### Tasks for this exercise
[A] In the audio sync post, swap "camcorder" for "camera" and write out the passage from "0.01363636*48000 = 655" up to and including "the camcorder recorded.".
[B] Shorten the paragraph of the audio sync post that begins "Now I don't go around speeding up" while keeping its main facts.
[C] Continue the audio sync post from its final sentence.

### Selected excerpt
--- start ---

Audio with Video: How much temporal adjustment for distance is too much

  • Thread starter Thread starter Shadow_7
  • Start date Start date
Shadow_7

Shadow_7

New member
I do more event style stuff with video (or try to anyway). And I seem to be ultra sensitive to sync issues. I'm rarely closer than 5 yards from my visual reference with the camcorder and mics and even though I've been syncing the external audio to match the audio that the camcorder recorded to the T (nearest 1 to 5 sample(s) of 48000 samples per second). I find myself wondering about the distance and speed of sound. And whether I should compensate for that. I tend to think out loud and crunch numbers a lot (if you haven't noticed).

So 30 fps video at 48kHz audio comes out to about 1601.6 audio samples (of 48000 per second) per frame of video.

(30000/1001) = frame rate

(48000/(30000/1001)) = samples per frame (i.e. 1601.6)

1100 feet per second (+/- 100 feet per second) = speed of sound

So if I'm say 5 yards (15 feet) from the subject. And the mics are in the same location (relatively) as the camcorder. Should I also compensate for the 15/1100 time differential? aka speed of sound.

15/1100 = 0.0136.... of a second between source and mic.

0.01363636*48000 = 655 samples (rounded up).

655/48000 * 1000 = milliseconds (almost 14 ms after the visual reference)

Or 2/5th's of a frame (roughly). i.e. > 1/3rd of a frame. For some reason I seem sensitive to this. Even though in the real world we are used to hearing sounds while watching the source, delayed from the source. But in video, where you can zoom in up close, even though you're far away... I find it annoying to be that much out of sync. I don't want to be early on the audio, our brains yell and scream and can't compensate for that, but I can tell that it's noticeably off. And yet damn close. I can tell even when it's not a full frame (or more) off, and otherwise matches what the camcorder recorded.

Now I don't go around speeding up and slowing down the audio based on the distance to the source and the perceived zoom factor in the middle of a video. But should I or should I not be taking the comfortable average there of? I don't have or use (currently) a wide angle lens, so perspective wise the camcorder is already a few feet in front of it's own mics. Even with the zoom all the way out.

So, should I compensate, or just watch more kung fu theater? Or are there other things in play that is throwing my perceptions off? Like monitor latency (LCD)? Should I also compensate for that? It's most noticeable when viewing 60p video of something with drums in it. And my perceptions seem to differ based on how rested (or not) I am. Even when the source material hasn't changed. Or maybe my camcorder is a bit off / odd. I always seem to have at least one extra video frame relative to the duration of the audio track.

--- end ---

### Information shown
--- start ---

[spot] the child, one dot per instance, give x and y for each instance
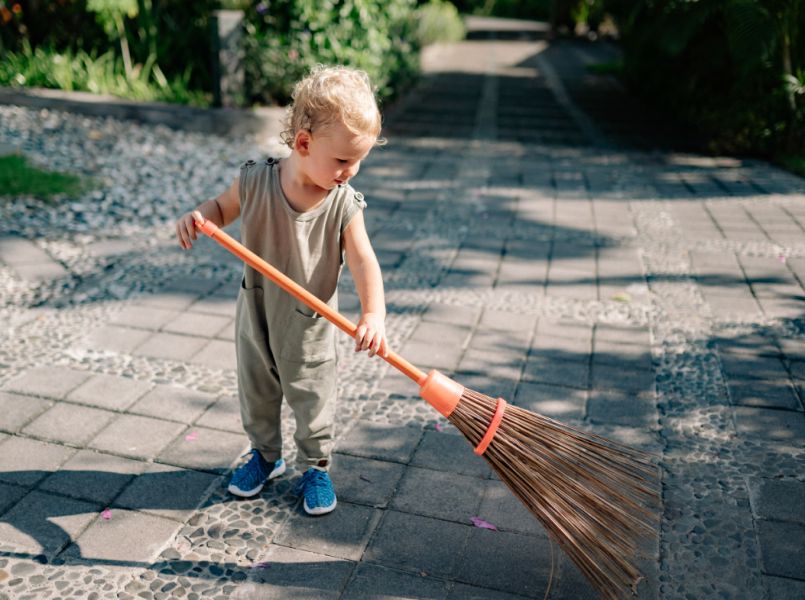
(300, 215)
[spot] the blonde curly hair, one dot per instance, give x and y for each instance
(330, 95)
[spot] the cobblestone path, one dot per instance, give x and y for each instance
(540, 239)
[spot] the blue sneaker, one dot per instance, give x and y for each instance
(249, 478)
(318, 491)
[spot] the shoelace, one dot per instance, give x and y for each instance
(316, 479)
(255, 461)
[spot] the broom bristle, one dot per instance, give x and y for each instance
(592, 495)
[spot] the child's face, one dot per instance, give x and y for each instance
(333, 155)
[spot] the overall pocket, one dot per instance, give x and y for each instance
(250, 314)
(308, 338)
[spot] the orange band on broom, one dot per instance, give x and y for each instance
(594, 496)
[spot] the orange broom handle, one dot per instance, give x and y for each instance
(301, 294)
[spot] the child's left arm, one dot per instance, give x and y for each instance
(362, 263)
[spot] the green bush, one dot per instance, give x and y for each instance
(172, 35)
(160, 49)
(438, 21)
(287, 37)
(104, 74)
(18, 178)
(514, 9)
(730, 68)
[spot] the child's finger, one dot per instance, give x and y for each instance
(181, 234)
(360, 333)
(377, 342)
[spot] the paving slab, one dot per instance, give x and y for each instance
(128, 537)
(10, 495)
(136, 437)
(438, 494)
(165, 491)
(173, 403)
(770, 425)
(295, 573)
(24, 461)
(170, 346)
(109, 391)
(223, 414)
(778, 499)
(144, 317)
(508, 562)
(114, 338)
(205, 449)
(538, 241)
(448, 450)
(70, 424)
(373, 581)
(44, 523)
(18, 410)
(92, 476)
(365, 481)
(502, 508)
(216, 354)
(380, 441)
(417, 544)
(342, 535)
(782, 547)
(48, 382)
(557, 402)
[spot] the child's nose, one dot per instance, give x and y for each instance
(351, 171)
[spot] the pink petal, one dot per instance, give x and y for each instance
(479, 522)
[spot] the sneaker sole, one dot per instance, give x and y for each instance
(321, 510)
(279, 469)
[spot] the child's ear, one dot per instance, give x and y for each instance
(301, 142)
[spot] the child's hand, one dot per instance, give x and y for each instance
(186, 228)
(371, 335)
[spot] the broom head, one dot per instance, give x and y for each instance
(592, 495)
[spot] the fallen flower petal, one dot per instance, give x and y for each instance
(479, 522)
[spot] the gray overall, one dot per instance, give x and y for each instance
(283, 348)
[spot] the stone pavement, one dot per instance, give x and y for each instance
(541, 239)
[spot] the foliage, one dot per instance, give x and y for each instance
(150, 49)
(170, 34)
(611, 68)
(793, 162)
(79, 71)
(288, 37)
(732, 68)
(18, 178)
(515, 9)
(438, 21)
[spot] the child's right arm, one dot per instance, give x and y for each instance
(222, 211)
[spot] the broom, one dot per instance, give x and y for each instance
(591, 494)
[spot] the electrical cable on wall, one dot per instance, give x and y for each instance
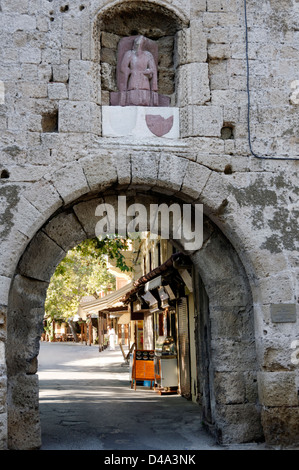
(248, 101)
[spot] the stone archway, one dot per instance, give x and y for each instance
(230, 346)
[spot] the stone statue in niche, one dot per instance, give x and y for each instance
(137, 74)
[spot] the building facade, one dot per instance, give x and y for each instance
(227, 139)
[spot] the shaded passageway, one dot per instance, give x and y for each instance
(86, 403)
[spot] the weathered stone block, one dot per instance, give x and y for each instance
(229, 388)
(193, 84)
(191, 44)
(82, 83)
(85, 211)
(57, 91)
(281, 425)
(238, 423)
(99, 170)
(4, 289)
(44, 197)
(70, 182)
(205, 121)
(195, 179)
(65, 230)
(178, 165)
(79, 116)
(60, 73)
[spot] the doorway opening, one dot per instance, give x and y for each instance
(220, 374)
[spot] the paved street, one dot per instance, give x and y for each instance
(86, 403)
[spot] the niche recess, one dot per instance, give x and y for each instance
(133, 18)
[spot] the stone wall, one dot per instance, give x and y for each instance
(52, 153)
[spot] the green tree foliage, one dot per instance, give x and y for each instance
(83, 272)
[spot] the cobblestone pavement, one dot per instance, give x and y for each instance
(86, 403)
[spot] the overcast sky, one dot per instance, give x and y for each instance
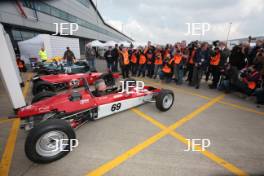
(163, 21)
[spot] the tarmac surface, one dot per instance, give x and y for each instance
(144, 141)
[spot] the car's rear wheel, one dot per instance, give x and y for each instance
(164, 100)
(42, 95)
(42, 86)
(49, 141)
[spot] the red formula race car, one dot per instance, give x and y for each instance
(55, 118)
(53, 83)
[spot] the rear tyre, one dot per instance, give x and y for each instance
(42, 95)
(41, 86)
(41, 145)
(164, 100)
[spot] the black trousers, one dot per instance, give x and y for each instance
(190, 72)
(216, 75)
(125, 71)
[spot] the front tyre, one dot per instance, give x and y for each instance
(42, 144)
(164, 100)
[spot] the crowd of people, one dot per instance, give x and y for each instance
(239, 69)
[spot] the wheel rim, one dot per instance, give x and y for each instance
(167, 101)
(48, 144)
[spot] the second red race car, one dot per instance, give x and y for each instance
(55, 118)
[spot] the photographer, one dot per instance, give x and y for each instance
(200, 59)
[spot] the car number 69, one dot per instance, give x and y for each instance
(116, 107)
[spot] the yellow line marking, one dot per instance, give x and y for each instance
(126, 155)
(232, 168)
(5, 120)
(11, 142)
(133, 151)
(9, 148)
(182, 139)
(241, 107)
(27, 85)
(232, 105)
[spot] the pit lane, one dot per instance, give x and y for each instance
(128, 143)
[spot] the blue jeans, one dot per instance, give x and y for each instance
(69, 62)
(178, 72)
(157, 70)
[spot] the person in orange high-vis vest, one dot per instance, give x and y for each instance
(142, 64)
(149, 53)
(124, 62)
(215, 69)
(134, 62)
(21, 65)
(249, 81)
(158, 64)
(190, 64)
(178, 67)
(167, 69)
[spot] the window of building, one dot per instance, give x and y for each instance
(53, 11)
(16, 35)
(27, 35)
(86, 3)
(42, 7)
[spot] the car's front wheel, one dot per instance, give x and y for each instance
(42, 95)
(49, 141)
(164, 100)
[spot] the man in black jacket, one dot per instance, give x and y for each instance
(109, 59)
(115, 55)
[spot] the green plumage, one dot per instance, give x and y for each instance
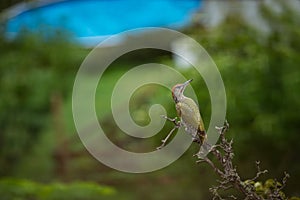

--- end ---

### Task-by-task outputs
[A]
0.01363636*48000 = 655 samples (rounded up).

655/48000 * 1000 = milliseconds (almost 14 ms after the visual reference)

Or 2/5th's of a frame (roughly). i.e. > 1/3rd of a frame. For some reason I seem sensitive to this. Even though in the real world we are used to hearing sounds while watching the source, delayed from the source. But in video, where you can zoom in up close, even though you're far away... I find it annoying to be that much out of sync. I don't want to be early on the audio, our brains yell and scream and can't compensate for that, but I can tell that it's noticeably off. And yet damn close. I can tell even when it's not a full frame (or more) off, and otherwise matches what the camera recorded.

[B] The writer does not speed up or slow down the audio partway through a video to match the distance to the source and the zoom. The question is whether a comfortable average offset should be applied instead. Without a wide-angle lens, the camcorder is already a few feet in front of its own mics in perspective, even when fully zoomed out.

[C]
I'm am by no means a full frame out of sync. And I'm probably over thinking it. I just have the one pair of mics so I don't have an on stage or lapel mic to sync with. But if my mics were in that other place, and my camcorder had audio inputs, I would imagine that this temporal adjustment would be compensated for with the speed of electrons / light. I'm just having to take a more more manual approach. Or not.

I record audio externally, so I have the content to pick and choose from and even add to the tail end to match the number of frames. And I'm already lining up and extracting that audio, so outside of a little math, it's not really more work per say for my current flow.
 
You're overthinking it.

You can't get audio in closer sync to video than within one frame. That's a 25th of a second in PAL/50 Hz countries and a 30th of a second in NTSC/60 Hz countries. It takes that long to build a frame so working down to individual samples is pointless.

Most people can't detect video as out of sync in less than 2 frames--the best might detect one frame out.

Now, audio travels at roughly 1100 feet per second. When setting up delays for live events, I use 1ms per foot distance for a "back of the envelope" approximation. Since one frame of video in NTSC is 33.3ms, the equates to a bit over 30 feet distance being one frame of delay, 60+ feet being 2 frames delay.

Usually, if your 30 feet or more away, you can't see enough detail to be worried about exact sync anyway but, if you have to (a long telephoto shot or similar) just slip the sound by one frame/two fields for every 30 feet of distance. Any more accuracy is wasted because of the duration of each individual frame.

...and, whatever you do, don't stare at it trying to detect sync problems. The brain plays tricks and, as soon as you're looking for problems, you'll see them.

Hope this helps,

Bob
(Who worked in broadcast TV sound for 35+ years prior to retirement.)
 
I was thinking the 1ft/ms thing also.... one frame = 30ft is a cool rule of thumb to have. Thanks Bob!!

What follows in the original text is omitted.